Continue the album review headed "Kickin' and Starbound Lady (USA, Nebraska, 1978)" below, starting right after its last sentence.

Selected extract:
# # #

Monday 20 January 2014

Kickin' and Starbound Lady (USA, Nebraska, 1978)






The singer (Robin Floyd, who looks like Andy Gibb, bottom right) sounds abnormally like Axel Rose, with his vociferous nasal delivery and dramatic or operatic vibrato at all volumes.  However this is a hugely enjoyable album for me, and I'm sure it will be for many others.  Pre-hear I had low hopes due to its hard rock / AOR description, but it turned out to be far above average for the overall genre.  Be sure to play it loud in the car, especially with a wife or girlfriend sitting beside you.  They're sure to complain, even if, unlikely as this may be, they do have a taste for metal.

I really would love a printout of the lyrics for the first song and the time travel song, because I have a feeling they would be very amusing to read.  There is little information on the solar mission of the female astronaut that you can actually make out in the starter beyond:

"all those lonely eons
on your trip towards the sun...

you're flying, blinding,
your energy, synergy..." 

I am curious to know if, to continue with the theme from the last post about galactic travel in the seventies, it's a song about space travel or the mundane idea of a young starlet.  Definitely there is a comet in there as evidenced by the sound of the electric guitar pick shooting down.

And on the time travel song, I hear "I made it back to 1983."  What is the context? I would love to know.
I can also make out, "The ice age has begun..."  What an intriguing song and what a shame the singer doesn't enunciate!

# # #

Data:
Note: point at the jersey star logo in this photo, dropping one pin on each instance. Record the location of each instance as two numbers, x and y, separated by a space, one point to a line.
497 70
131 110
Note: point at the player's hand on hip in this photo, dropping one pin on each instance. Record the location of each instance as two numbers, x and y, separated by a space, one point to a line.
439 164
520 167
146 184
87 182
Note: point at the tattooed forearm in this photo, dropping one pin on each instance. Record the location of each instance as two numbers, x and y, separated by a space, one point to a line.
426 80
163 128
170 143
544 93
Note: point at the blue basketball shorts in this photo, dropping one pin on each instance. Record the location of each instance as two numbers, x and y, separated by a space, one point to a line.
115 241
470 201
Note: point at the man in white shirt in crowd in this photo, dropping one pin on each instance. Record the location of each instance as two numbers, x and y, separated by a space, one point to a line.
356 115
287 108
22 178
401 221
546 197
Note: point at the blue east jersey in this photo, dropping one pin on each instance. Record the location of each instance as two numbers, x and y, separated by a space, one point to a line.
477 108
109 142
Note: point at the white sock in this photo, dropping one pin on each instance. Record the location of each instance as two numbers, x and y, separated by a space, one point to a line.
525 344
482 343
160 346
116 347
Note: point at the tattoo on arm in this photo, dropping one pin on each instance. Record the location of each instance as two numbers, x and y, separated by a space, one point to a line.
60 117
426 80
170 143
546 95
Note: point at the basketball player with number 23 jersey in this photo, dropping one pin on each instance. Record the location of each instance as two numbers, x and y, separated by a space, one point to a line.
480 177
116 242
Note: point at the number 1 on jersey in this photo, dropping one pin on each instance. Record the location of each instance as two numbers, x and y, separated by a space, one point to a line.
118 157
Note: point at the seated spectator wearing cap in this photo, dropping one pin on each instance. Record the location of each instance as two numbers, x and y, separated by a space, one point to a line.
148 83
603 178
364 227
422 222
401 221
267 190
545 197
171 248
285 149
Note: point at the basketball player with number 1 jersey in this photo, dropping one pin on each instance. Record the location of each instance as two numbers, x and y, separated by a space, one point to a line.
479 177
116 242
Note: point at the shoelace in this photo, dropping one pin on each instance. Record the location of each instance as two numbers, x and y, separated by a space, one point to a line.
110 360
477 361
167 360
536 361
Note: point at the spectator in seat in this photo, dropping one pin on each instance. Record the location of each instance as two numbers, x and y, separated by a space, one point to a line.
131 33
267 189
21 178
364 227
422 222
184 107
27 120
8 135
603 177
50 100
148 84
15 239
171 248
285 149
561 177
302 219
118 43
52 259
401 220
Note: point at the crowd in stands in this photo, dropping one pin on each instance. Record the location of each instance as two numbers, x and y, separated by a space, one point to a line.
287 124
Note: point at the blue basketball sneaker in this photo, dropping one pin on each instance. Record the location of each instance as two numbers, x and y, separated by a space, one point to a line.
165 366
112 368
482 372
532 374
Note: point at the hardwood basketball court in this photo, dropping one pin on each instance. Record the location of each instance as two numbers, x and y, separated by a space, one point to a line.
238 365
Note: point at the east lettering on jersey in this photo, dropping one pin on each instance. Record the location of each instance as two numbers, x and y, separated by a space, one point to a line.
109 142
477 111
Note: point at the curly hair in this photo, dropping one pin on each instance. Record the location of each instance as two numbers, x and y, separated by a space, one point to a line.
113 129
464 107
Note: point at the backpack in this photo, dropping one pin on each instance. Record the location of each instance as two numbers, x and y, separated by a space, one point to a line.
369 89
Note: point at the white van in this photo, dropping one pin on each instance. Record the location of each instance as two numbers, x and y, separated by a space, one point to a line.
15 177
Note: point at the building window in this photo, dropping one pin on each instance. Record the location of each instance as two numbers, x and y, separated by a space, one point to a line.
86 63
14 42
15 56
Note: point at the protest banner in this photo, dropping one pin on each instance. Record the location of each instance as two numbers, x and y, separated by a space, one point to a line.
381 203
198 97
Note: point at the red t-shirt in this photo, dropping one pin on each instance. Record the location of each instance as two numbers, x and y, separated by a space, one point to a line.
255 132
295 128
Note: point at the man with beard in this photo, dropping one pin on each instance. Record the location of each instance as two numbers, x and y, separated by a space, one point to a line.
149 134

# # #

Expected answer:
The second song start with a Keith Emerson-like piano solo, almost as if the band had decided that their live performances, which inevitably featured long-winded classical-inspired piano noodling, should pop up a bit in the studio album because their keyboardist (Eddie Winquist, centre) was that talented.  Which he is, but nonetheless the logic of including this extended opening remains feeble.  At least the virtuosity on display is strong.  This is the song that when Axel oops I mean Robin starts singing, really foreshadows all of Guns 'n' Roses' oeuvre, it's eerie.  It's good to know they were a decade ahead of time on this, but the wrong people altogether, and not quite as successful unfortunately.  Hair was perfect though.

The last song features, after a silly swing cymbal syncopated start, a to and fro between guitar riffs and sung riffs, like on Black Dog, but the power of both is astonishing.  What makes the guitar part so interesting is the constant use of odd notes incl. the tritonal A flat (in a song I think is in D).  The guitarist is Wayne Fritz, whose brother is playing bass here (seated next to each other in the middle with matching mustaches and hairstyles).  Notice how about two-thirds into the song it changes into an instrumental after a modulation--  a device which Led Zep did often enough, and probably invented (e.g. "Down on the Tiles")-- but here, they also modulate quite suddenly in the middle of a phrase almost, and into an unrelated key (B flat, from A).  And Wayne, with his Eddie Van Halen style, is really extraordinary on soloing:




Quite extraordinary I think you'll agree.  This album, being so professionally played, really doesn't deserve such obscurity.  I would like Tom to clamour for priority on this one, though he most likely will not give it one of those sought-after low numbers.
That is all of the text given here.